*** Listed entries ***

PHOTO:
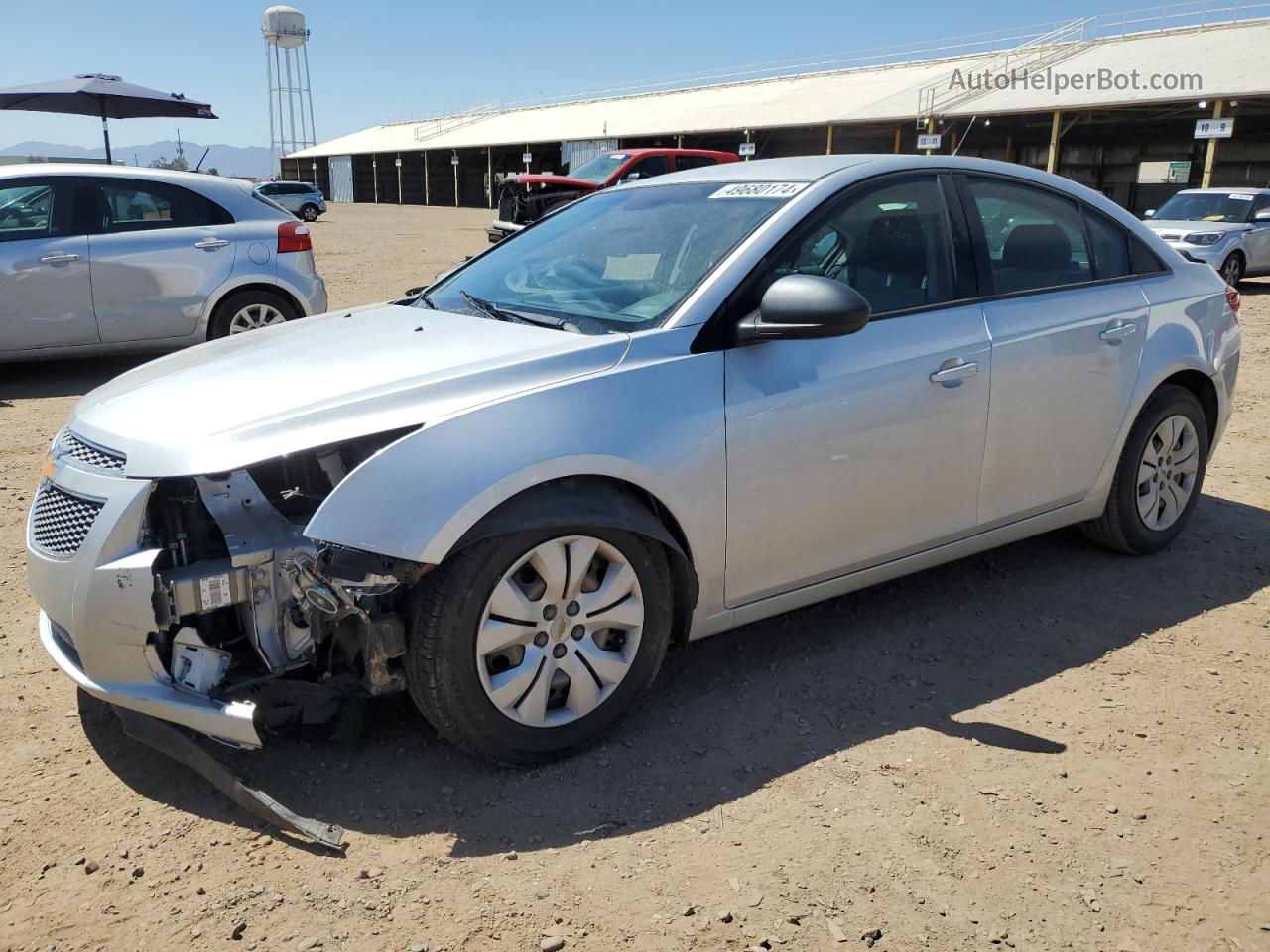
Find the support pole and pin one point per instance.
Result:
(105, 134)
(1210, 155)
(1052, 162)
(268, 81)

*** End of Listed entries ***

### Exercise objective
Each line of the data above must be reproduced as written. Skip the pictures.

### Response
PHOTO:
Find the support pole and pin one point per instance.
Result:
(105, 134)
(1210, 155)
(1052, 162)
(268, 81)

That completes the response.